▸ READING PASSAGE

————————

One Tulsa and Hidden Beach Recordings are partnering for a music compilation that will commemorate the 100th anniversary of the Tulsa Race Massacre and will share a unifying message.

A multigenre, multigenerational album, “1921: The Sound of Black Wall Street,” will be released in 2021 and, according to a news release announcing the project, it will speak to the hearts of mankind with melodies and spoken words of healing and restoration after nearly 100 years of silence.

One Tulsa CEO Fred Jones said he wants the album to be a keepsake that, moving forward, may last 100 years in the hearts and minds of people.

“Music is one of the places, along with sports, where people of all races can come together, even if it’s for two or three hours at a concert or a show or whatever, and be in harmony. We are looking at that as one of the main tools and driving forces behind why we are doing this project,” he said.

Jones slipped in a sports analogy when talking about the album: “We are not just trying to get on first base. We want a home run. We want to knock it out of the park.”

The album will feature contributions from local and national artists. Jones said BeBe Winans, Ann Nesby, OmaleyB, Steph Simon, Jerrica Wortham, Majeste Pearson, Lester Shaw II and Verse are on board so far. The album will include unreleased tracks from the late Wayman Tisdale. Jones said conversations have taken place with Darius Rucker and Hanson.

“We are actually at the point to where we are trying to put things together to make the perfect project,” Jones said. “We just had a conversation with one of the greatest artists of all time, Stevie Wonder, so there are a lot of different ways that you will see this project go. He is very interested in what we are doing.”

Jones said the idea for the album arrived probably three years ago. He was hearing about other possible projects to commemorate the 100th anniversary of the Tulsa Race Massacre and he wanted to do “something that would be distinct, something that would not be like everyone else.”

Because Jones has music in his background, a musical project was the obvious choice.

A news release about the venture said Hidden Beach Recordings CEO Steve McKeever and Jones share a decades-long relationship. They met in the 1990s while McKeever was president of MoJazz and executive vice president of Motown and Jones was the manager for Tisdale on his debut CD “Power Forward,” a top-five Billboard jazz release.

————————

▸ RECORD EXTRACTS
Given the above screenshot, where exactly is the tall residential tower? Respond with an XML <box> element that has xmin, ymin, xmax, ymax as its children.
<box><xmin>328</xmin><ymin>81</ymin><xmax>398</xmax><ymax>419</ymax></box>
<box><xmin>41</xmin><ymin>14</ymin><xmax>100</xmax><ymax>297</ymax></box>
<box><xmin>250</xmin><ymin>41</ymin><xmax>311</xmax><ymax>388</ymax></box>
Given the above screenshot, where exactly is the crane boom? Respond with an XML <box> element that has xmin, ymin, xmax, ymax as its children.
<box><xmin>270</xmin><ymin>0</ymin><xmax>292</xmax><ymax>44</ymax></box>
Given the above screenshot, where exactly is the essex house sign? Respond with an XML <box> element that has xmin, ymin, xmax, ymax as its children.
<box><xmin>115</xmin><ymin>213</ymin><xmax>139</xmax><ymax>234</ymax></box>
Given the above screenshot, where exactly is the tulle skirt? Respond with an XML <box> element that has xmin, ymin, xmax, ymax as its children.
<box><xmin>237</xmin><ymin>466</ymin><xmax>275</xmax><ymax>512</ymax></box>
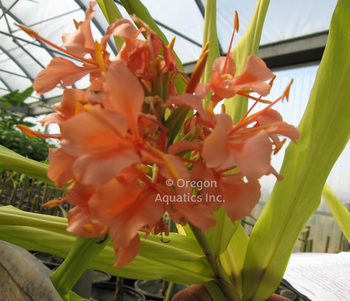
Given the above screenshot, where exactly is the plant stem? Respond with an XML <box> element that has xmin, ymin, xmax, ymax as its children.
<box><xmin>189</xmin><ymin>223</ymin><xmax>241</xmax><ymax>301</ymax></box>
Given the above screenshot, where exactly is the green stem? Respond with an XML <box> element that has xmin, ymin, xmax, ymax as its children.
<box><xmin>189</xmin><ymin>223</ymin><xmax>241</xmax><ymax>301</ymax></box>
<box><xmin>163</xmin><ymin>282</ymin><xmax>176</xmax><ymax>301</ymax></box>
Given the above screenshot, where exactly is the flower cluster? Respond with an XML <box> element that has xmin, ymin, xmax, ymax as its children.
<box><xmin>18</xmin><ymin>2</ymin><xmax>299</xmax><ymax>267</ymax></box>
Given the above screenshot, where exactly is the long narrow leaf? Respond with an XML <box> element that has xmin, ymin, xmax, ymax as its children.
<box><xmin>322</xmin><ymin>183</ymin><xmax>350</xmax><ymax>241</ymax></box>
<box><xmin>225</xmin><ymin>0</ymin><xmax>270</xmax><ymax>123</ymax></box>
<box><xmin>0</xmin><ymin>206</ymin><xmax>215</xmax><ymax>284</ymax></box>
<box><xmin>97</xmin><ymin>0</ymin><xmax>124</xmax><ymax>51</ymax></box>
<box><xmin>243</xmin><ymin>0</ymin><xmax>350</xmax><ymax>300</ymax></box>
<box><xmin>201</xmin><ymin>0</ymin><xmax>220</xmax><ymax>84</ymax></box>
<box><xmin>204</xmin><ymin>0</ymin><xmax>270</xmax><ymax>255</ymax></box>
<box><xmin>0</xmin><ymin>145</ymin><xmax>54</xmax><ymax>185</ymax></box>
<box><xmin>121</xmin><ymin>0</ymin><xmax>185</xmax><ymax>94</ymax></box>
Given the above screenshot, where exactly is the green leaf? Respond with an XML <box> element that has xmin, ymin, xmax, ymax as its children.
<box><xmin>50</xmin><ymin>237</ymin><xmax>110</xmax><ymax>301</ymax></box>
<box><xmin>224</xmin><ymin>0</ymin><xmax>270</xmax><ymax>124</ymax></box>
<box><xmin>0</xmin><ymin>145</ymin><xmax>54</xmax><ymax>185</ymax></box>
<box><xmin>0</xmin><ymin>206</ymin><xmax>215</xmax><ymax>284</ymax></box>
<box><xmin>207</xmin><ymin>207</ymin><xmax>239</xmax><ymax>256</ymax></box>
<box><xmin>322</xmin><ymin>183</ymin><xmax>350</xmax><ymax>241</ymax></box>
<box><xmin>220</xmin><ymin>224</ymin><xmax>249</xmax><ymax>298</ymax></box>
<box><xmin>201</xmin><ymin>0</ymin><xmax>220</xmax><ymax>83</ymax></box>
<box><xmin>120</xmin><ymin>0</ymin><xmax>186</xmax><ymax>94</ymax></box>
<box><xmin>243</xmin><ymin>0</ymin><xmax>350</xmax><ymax>300</ymax></box>
<box><xmin>13</xmin><ymin>86</ymin><xmax>34</xmax><ymax>106</ymax></box>
<box><xmin>204</xmin><ymin>0</ymin><xmax>269</xmax><ymax>255</ymax></box>
<box><xmin>97</xmin><ymin>0</ymin><xmax>124</xmax><ymax>51</ymax></box>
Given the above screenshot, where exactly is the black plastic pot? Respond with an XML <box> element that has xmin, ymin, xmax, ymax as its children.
<box><xmin>90</xmin><ymin>282</ymin><xmax>146</xmax><ymax>301</ymax></box>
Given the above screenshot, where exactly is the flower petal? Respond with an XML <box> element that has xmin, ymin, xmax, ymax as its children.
<box><xmin>104</xmin><ymin>61</ymin><xmax>145</xmax><ymax>137</ymax></box>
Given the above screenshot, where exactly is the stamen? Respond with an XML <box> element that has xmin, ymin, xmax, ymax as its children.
<box><xmin>74</xmin><ymin>101</ymin><xmax>81</xmax><ymax>115</ymax></box>
<box><xmin>196</xmin><ymin>127</ymin><xmax>205</xmax><ymax>141</ymax></box>
<box><xmin>282</xmin><ymin>79</ymin><xmax>293</xmax><ymax>102</ymax></box>
<box><xmin>149</xmin><ymin>145</ymin><xmax>181</xmax><ymax>180</ymax></box>
<box><xmin>217</xmin><ymin>165</ymin><xmax>237</xmax><ymax>174</ymax></box>
<box><xmin>95</xmin><ymin>41</ymin><xmax>106</xmax><ymax>72</ymax></box>
<box><xmin>222</xmin><ymin>11</ymin><xmax>239</xmax><ymax>74</ymax></box>
<box><xmin>206</xmin><ymin>101</ymin><xmax>215</xmax><ymax>117</ymax></box>
<box><xmin>181</xmin><ymin>156</ymin><xmax>198</xmax><ymax>164</ymax></box>
<box><xmin>168</xmin><ymin>37</ymin><xmax>176</xmax><ymax>50</ymax></box>
<box><xmin>273</xmin><ymin>139</ymin><xmax>287</xmax><ymax>155</ymax></box>
<box><xmin>100</xmin><ymin>225</ymin><xmax>111</xmax><ymax>235</ymax></box>
<box><xmin>236</xmin><ymin>90</ymin><xmax>272</xmax><ymax>104</ymax></box>
<box><xmin>83</xmin><ymin>224</ymin><xmax>98</xmax><ymax>233</ymax></box>
<box><xmin>17</xmin><ymin>124</ymin><xmax>61</xmax><ymax>140</ymax></box>
<box><xmin>234</xmin><ymin>11</ymin><xmax>239</xmax><ymax>32</ymax></box>
<box><xmin>97</xmin><ymin>234</ymin><xmax>108</xmax><ymax>245</ymax></box>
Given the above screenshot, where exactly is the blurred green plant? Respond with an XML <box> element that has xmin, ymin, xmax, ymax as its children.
<box><xmin>0</xmin><ymin>87</ymin><xmax>55</xmax><ymax>161</ymax></box>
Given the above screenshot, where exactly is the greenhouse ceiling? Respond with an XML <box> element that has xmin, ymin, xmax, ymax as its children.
<box><xmin>0</xmin><ymin>0</ymin><xmax>336</xmax><ymax>115</ymax></box>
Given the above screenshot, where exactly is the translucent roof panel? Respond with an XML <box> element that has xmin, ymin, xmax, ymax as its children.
<box><xmin>0</xmin><ymin>0</ymin><xmax>336</xmax><ymax>102</ymax></box>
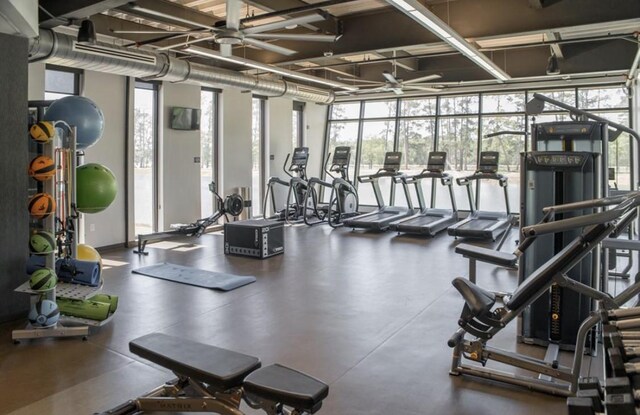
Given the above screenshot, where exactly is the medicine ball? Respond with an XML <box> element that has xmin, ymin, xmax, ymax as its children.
<box><xmin>29</xmin><ymin>121</ymin><xmax>56</xmax><ymax>144</ymax></box>
<box><xmin>29</xmin><ymin>193</ymin><xmax>56</xmax><ymax>219</ymax></box>
<box><xmin>29</xmin><ymin>300</ymin><xmax>60</xmax><ymax>327</ymax></box>
<box><xmin>29</xmin><ymin>268</ymin><xmax>58</xmax><ymax>291</ymax></box>
<box><xmin>29</xmin><ymin>230</ymin><xmax>56</xmax><ymax>255</ymax></box>
<box><xmin>29</xmin><ymin>156</ymin><xmax>56</xmax><ymax>182</ymax></box>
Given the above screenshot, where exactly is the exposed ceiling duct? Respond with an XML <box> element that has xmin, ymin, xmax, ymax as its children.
<box><xmin>29</xmin><ymin>30</ymin><xmax>335</xmax><ymax>104</ymax></box>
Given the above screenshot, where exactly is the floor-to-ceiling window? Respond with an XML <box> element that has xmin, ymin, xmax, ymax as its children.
<box><xmin>396</xmin><ymin>98</ymin><xmax>437</xmax><ymax>207</ymax></box>
<box><xmin>44</xmin><ymin>65</ymin><xmax>82</xmax><ymax>100</ymax></box>
<box><xmin>325</xmin><ymin>86</ymin><xmax>632</xmax><ymax>212</ymax></box>
<box><xmin>291</xmin><ymin>101</ymin><xmax>304</xmax><ymax>150</ymax></box>
<box><xmin>478</xmin><ymin>92</ymin><xmax>525</xmax><ymax>211</ymax></box>
<box><xmin>133</xmin><ymin>82</ymin><xmax>158</xmax><ymax>234</ymax></box>
<box><xmin>251</xmin><ymin>97</ymin><xmax>265</xmax><ymax>216</ymax></box>
<box><xmin>358</xmin><ymin>99</ymin><xmax>396</xmax><ymax>205</ymax></box>
<box><xmin>200</xmin><ymin>88</ymin><xmax>218</xmax><ymax>217</ymax></box>
<box><xmin>577</xmin><ymin>87</ymin><xmax>632</xmax><ymax>190</ymax></box>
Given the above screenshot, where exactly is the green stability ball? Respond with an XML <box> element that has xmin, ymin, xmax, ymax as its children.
<box><xmin>76</xmin><ymin>163</ymin><xmax>118</xmax><ymax>213</ymax></box>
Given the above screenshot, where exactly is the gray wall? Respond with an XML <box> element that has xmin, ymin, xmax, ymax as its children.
<box><xmin>159</xmin><ymin>82</ymin><xmax>200</xmax><ymax>229</ymax></box>
<box><xmin>0</xmin><ymin>34</ymin><xmax>29</xmax><ymax>322</ymax></box>
<box><xmin>218</xmin><ymin>88</ymin><xmax>251</xmax><ymax>197</ymax></box>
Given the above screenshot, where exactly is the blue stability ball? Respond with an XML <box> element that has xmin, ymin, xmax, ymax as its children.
<box><xmin>44</xmin><ymin>96</ymin><xmax>104</xmax><ymax>150</ymax></box>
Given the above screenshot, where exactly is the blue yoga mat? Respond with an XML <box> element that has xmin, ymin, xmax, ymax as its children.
<box><xmin>132</xmin><ymin>262</ymin><xmax>256</xmax><ymax>291</ymax></box>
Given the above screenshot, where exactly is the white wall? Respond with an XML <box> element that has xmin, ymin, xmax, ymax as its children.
<box><xmin>159</xmin><ymin>82</ymin><xmax>200</xmax><ymax>229</ymax></box>
<box><xmin>29</xmin><ymin>62</ymin><xmax>327</xmax><ymax>247</ymax></box>
<box><xmin>82</xmin><ymin>71</ymin><xmax>127</xmax><ymax>247</ymax></box>
<box><xmin>266</xmin><ymin>98</ymin><xmax>293</xmax><ymax>208</ymax></box>
<box><xmin>218</xmin><ymin>88</ymin><xmax>252</xmax><ymax>197</ymax></box>
<box><xmin>28</xmin><ymin>62</ymin><xmax>45</xmax><ymax>101</ymax></box>
<box><xmin>304</xmin><ymin>102</ymin><xmax>330</xmax><ymax>177</ymax></box>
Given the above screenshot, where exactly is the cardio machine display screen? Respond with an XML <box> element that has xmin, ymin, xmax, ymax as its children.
<box><xmin>384</xmin><ymin>151</ymin><xmax>402</xmax><ymax>170</ymax></box>
<box><xmin>533</xmin><ymin>153</ymin><xmax>585</xmax><ymax>167</ymax></box>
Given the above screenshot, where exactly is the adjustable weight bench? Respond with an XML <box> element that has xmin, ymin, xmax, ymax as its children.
<box><xmin>101</xmin><ymin>333</ymin><xmax>329</xmax><ymax>415</ymax></box>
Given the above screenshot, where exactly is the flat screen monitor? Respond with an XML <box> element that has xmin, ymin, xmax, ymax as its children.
<box><xmin>171</xmin><ymin>107</ymin><xmax>200</xmax><ymax>130</ymax></box>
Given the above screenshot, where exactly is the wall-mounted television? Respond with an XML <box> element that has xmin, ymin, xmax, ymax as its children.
<box><xmin>170</xmin><ymin>107</ymin><xmax>200</xmax><ymax>130</ymax></box>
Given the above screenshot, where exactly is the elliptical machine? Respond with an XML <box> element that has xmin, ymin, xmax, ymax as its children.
<box><xmin>262</xmin><ymin>147</ymin><xmax>309</xmax><ymax>223</ymax></box>
<box><xmin>304</xmin><ymin>146</ymin><xmax>360</xmax><ymax>228</ymax></box>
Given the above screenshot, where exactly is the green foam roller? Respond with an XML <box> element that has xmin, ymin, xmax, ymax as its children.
<box><xmin>89</xmin><ymin>294</ymin><xmax>118</xmax><ymax>313</ymax></box>
<box><xmin>56</xmin><ymin>298</ymin><xmax>111</xmax><ymax>321</ymax></box>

————————

▸ TO DO
A) Based on the news article, decide whether each statement agrees with it, answering yes or no and quoting the words that settle it: (i) The album will include unreleased tracks from Wayman Tisdale. (ii) Jones said the idea for the album came about five years ago. (iii) McKeever and Jones met in the 1990s.
B) Show every line of the listing that contains the word "blue", treating uppercase and lowercase as different.
The news article and the listing come from unrelated sources.

▸ RESPONSES IN ORDER
A)
(i) Yes: "The album will include unreleased tracks from the late Wayman Tisdale."
(ii) No: "Jones said the idea for the album arrived probably three years ago."
(iii) Yes: "They met in the 1990s"

B)
Given the above screenshot, where exactly is the blue stability ball? Respond with an XML <box> element that has xmin, ymin, xmax, ymax as its children.
Given the above screenshot, where exactly is the blue yoga mat? Respond with an XML <box> element that has xmin, ymin, xmax, ymax as its children.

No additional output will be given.